▸ **Извлечённый текст**:
+ + + + +
Но возвратимся к вопросу о «поглощении» православия государством. Ведь и сам Достоевский, в связи беседы о теократии, затронул его и отметил эру «поглощения» – союз между церковью и империей во дни императора Константина – словами:

«Когда римское языческое государство возжелало стать христианским, то непременно случилось так, что, став христианским, оно лишь включило в себя церковь, но само продолжало оставаться государством языческим по-прежнему».

Но если церковь стала частью государства, оставшегося языческим, не значит ли это, что она сдвинулась со своих основ и что истинная соборность должна встать на развалинах «исторической церкви»? Как же возможно следующее за тем утверждение Достоевского?

«Христова церковь, вступив в государство, без сомнения, не могла ничего уступить из своих основ, от того камня, на котором стояла она, и могла лишь преследовать не иначе как свои цели, раз твердо поставленные и указанные ей самим Господом, между прочим: обратить весь мир, а стало быть – и все древнее языческое государство, в церковь».
+ + + + +
▸ **Что сделать**:
Перепишите отрывок текста о «поглощении» православия государством от «Но если церковь» до «тем утверждение Достоевского?», заменив «на развалинах» на «на руинах».

▸ **Исходные данные**:
+ + + + +
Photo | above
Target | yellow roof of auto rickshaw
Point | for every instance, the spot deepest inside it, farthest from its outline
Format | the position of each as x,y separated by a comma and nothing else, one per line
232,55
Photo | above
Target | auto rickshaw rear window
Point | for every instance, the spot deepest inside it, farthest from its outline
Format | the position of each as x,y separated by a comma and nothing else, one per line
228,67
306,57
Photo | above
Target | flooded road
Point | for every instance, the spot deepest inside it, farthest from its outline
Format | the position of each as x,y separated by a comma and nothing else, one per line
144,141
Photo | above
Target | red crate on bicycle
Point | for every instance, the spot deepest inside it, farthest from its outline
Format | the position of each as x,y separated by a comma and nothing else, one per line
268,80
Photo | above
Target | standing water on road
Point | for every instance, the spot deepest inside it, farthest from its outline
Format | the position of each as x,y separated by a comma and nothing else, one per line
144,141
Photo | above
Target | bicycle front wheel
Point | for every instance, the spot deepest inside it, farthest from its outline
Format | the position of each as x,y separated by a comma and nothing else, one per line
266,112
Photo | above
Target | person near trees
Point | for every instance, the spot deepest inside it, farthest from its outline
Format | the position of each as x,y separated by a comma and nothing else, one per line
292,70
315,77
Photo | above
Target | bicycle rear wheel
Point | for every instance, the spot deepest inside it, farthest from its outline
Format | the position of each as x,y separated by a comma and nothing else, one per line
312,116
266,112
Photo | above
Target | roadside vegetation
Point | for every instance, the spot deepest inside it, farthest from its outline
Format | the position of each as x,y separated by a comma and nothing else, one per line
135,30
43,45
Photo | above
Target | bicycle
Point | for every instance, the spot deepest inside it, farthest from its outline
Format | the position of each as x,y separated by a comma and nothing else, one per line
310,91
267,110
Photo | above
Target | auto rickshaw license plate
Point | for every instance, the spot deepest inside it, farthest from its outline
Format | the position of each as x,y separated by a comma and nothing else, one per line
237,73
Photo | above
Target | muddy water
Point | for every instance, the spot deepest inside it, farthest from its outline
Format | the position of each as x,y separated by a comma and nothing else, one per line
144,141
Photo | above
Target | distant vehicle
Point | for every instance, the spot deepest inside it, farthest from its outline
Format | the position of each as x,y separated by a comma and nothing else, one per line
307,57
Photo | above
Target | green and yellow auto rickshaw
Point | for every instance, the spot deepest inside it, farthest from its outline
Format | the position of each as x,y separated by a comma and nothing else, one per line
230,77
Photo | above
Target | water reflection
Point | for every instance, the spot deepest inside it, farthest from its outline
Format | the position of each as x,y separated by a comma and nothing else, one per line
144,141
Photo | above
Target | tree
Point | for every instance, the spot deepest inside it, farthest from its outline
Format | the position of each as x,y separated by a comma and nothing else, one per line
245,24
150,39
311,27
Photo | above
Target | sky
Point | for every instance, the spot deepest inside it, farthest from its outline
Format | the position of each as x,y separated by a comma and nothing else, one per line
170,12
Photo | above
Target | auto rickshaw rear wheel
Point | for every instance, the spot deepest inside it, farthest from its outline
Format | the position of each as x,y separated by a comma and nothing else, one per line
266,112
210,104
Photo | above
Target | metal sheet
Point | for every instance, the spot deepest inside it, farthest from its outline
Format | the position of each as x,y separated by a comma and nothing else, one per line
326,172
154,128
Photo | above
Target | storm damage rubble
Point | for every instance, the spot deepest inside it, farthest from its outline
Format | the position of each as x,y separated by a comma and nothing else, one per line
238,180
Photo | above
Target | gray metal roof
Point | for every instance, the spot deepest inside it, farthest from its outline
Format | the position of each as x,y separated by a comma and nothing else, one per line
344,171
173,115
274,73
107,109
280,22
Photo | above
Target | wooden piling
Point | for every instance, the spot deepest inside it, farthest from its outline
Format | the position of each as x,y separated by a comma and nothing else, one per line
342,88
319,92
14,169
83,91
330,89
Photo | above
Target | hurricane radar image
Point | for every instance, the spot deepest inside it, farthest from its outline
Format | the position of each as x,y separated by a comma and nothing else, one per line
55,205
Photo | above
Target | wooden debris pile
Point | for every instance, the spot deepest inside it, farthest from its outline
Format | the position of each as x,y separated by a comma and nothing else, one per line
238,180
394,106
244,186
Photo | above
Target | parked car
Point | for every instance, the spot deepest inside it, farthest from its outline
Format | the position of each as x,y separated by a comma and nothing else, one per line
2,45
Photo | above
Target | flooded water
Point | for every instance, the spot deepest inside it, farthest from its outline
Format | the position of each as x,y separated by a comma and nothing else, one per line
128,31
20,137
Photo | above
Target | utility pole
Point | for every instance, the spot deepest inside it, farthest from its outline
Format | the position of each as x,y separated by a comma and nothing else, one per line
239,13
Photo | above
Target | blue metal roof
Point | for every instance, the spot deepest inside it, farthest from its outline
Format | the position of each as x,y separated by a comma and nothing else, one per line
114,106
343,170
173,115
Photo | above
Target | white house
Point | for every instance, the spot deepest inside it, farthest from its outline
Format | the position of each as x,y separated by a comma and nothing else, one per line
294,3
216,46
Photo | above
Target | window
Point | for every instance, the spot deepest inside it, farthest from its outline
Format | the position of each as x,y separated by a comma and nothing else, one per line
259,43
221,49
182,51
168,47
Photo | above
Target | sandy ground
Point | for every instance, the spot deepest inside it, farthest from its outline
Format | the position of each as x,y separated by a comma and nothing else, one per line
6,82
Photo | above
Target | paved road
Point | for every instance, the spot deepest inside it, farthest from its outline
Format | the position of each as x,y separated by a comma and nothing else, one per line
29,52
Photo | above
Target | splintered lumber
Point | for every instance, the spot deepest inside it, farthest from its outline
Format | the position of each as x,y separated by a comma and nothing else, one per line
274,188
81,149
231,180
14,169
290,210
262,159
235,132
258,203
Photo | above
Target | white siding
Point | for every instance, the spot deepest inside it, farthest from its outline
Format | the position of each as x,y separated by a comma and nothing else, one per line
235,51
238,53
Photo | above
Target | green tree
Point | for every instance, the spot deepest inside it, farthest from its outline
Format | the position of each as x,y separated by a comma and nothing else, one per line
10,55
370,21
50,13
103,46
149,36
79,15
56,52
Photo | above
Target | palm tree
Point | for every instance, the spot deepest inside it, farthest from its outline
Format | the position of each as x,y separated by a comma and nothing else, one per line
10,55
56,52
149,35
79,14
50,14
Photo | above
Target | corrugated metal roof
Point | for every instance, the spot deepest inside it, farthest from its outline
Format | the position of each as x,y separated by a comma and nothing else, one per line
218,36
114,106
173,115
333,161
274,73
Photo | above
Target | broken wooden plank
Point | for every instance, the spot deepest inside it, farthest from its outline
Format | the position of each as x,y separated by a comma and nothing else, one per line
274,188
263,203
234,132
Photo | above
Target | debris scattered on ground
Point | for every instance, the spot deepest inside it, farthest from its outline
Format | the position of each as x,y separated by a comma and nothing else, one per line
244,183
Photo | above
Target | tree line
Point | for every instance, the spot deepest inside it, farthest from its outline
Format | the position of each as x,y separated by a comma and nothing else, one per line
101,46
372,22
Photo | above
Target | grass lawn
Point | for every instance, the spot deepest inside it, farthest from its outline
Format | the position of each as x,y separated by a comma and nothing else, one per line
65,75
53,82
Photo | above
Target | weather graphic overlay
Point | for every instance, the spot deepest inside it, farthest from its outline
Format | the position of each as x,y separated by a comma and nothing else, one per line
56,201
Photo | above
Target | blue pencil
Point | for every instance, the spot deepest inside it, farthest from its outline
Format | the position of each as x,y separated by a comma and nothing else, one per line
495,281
+ + + + +
▸ **Итоговый результат**:
Но если церковь стала частью государства, оставшегося языческим, не значит ли это, что она сдвинулась со своих основ и что истинная соборность должна встать на руинах «исторической церкви»? Как же возможно следующее за тем утверждение Достоевского?